▶ Written instruction: Recast the lines of the listing, starting at the line containing "# test: identify the curved" and continuing through the end of the listing, as a JSON list of strings with one string per line and blank lines left out.

▶ Exercise inputs:
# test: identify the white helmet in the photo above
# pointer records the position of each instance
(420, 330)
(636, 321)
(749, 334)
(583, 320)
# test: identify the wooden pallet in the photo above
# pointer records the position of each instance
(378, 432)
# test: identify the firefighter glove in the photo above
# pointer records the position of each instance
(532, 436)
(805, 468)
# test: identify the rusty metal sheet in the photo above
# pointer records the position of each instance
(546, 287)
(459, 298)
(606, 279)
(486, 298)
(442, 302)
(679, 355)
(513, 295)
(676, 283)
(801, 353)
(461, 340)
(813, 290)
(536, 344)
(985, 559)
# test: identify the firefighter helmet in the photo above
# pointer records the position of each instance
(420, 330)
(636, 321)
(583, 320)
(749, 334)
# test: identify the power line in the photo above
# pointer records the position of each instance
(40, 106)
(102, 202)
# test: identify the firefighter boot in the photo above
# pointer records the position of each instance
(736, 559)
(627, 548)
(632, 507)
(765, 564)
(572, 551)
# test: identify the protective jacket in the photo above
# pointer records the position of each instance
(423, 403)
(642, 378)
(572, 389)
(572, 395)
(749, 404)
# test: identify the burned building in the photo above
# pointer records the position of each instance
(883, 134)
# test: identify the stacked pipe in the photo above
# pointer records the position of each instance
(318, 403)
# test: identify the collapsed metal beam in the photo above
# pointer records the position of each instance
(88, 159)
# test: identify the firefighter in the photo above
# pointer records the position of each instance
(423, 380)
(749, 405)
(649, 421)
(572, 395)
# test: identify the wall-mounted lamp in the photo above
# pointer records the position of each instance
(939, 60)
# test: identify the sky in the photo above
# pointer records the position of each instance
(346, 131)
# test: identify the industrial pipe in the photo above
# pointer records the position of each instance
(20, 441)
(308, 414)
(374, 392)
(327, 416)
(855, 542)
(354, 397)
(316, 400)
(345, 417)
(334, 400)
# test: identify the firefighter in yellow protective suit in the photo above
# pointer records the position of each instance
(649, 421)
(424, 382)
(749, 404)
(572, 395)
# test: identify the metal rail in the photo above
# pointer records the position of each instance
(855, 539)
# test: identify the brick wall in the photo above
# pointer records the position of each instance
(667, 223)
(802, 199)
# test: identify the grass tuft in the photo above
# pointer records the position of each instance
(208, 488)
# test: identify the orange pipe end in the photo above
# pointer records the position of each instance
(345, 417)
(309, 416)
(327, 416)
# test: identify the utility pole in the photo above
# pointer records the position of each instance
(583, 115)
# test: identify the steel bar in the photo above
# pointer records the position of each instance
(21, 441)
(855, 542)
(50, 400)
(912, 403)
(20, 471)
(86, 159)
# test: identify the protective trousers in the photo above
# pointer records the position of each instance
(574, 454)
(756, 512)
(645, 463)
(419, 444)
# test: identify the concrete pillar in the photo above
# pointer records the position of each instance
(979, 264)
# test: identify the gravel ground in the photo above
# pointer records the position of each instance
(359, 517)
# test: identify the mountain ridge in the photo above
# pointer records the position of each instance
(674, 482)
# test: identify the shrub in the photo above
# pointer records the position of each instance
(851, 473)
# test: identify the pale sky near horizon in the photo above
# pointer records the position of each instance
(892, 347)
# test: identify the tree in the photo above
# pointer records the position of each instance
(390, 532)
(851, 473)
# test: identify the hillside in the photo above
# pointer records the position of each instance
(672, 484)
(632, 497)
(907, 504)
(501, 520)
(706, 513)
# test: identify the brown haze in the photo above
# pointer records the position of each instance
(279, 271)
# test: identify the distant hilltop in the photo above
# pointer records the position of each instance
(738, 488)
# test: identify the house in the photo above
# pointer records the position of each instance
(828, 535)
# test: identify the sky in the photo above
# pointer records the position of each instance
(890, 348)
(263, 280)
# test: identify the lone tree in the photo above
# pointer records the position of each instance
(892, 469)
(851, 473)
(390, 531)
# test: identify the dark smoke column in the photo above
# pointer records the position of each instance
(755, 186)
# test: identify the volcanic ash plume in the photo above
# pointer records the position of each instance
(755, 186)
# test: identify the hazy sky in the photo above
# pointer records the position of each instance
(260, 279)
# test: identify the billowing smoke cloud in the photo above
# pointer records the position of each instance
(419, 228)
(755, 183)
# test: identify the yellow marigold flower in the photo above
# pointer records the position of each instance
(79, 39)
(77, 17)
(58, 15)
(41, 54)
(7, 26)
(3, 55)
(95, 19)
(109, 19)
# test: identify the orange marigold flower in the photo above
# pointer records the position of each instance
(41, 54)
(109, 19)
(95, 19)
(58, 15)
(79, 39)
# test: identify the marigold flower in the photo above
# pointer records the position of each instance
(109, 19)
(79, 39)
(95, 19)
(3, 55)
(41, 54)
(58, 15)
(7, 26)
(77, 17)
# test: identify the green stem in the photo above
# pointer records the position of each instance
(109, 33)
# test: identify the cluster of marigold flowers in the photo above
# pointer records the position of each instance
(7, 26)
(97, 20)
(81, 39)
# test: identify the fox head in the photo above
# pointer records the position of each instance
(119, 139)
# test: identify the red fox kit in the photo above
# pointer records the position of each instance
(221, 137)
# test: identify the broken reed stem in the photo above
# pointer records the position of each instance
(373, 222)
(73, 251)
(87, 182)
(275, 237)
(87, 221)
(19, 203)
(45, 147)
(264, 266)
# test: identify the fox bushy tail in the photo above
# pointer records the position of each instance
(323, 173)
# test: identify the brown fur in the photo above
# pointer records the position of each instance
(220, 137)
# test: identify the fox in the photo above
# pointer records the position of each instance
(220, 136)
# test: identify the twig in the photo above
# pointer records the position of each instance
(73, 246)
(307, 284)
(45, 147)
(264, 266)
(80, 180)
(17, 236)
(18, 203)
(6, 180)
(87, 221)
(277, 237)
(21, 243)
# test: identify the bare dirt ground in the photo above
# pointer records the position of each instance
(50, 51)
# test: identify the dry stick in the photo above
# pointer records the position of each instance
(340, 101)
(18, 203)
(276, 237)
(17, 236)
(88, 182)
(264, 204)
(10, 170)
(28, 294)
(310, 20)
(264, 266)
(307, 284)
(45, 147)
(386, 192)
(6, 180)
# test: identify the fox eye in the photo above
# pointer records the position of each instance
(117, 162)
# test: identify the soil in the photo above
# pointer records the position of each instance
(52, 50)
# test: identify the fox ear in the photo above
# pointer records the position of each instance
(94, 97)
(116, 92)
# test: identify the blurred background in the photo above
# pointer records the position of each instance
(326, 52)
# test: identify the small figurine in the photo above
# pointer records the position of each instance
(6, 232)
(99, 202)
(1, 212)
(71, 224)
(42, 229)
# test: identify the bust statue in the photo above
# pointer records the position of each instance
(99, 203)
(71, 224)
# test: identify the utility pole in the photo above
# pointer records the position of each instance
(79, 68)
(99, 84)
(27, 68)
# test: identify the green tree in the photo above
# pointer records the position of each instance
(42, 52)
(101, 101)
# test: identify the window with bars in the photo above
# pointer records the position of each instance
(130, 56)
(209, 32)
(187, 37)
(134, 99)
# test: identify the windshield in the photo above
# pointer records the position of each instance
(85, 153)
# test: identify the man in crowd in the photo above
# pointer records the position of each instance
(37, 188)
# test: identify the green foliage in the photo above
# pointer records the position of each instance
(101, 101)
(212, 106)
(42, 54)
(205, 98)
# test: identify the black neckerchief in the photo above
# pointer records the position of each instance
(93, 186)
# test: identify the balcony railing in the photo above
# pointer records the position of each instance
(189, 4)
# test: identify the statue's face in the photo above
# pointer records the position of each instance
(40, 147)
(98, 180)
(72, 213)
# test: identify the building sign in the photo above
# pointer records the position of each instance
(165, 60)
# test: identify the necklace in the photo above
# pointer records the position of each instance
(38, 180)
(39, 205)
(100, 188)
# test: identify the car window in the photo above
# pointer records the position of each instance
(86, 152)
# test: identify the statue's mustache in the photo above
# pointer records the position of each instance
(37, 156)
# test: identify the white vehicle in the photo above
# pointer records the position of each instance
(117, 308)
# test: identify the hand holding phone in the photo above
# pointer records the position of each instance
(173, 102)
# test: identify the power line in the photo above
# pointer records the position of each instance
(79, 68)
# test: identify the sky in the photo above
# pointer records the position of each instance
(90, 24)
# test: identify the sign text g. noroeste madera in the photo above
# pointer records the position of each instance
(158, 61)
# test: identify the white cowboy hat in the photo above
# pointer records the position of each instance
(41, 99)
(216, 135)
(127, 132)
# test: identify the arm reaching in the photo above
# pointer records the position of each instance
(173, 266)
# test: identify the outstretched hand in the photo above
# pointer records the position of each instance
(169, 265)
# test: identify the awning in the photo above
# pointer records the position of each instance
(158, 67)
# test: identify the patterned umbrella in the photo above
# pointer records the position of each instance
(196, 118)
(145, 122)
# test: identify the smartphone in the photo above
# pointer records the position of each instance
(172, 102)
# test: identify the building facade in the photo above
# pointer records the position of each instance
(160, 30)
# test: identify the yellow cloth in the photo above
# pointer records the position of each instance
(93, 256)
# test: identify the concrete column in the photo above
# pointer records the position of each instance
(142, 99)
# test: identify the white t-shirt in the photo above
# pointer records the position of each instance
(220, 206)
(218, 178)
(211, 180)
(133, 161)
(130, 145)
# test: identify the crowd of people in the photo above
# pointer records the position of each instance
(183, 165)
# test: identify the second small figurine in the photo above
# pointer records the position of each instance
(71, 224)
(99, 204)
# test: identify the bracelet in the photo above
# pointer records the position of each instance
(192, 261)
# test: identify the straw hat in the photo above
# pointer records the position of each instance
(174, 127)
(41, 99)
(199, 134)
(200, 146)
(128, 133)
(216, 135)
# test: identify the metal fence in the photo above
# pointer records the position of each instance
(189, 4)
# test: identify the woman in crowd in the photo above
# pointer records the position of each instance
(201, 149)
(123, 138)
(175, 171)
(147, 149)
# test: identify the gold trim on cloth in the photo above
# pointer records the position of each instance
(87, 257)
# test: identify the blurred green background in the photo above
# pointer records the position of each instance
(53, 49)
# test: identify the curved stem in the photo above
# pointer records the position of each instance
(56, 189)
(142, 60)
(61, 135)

▶ Response to this exercise:
[
  "# test: identify the curved stem in the photo above",
  "# pointer records the position of each instance",
  "(56, 189)",
  "(142, 60)",
  "(61, 135)"
]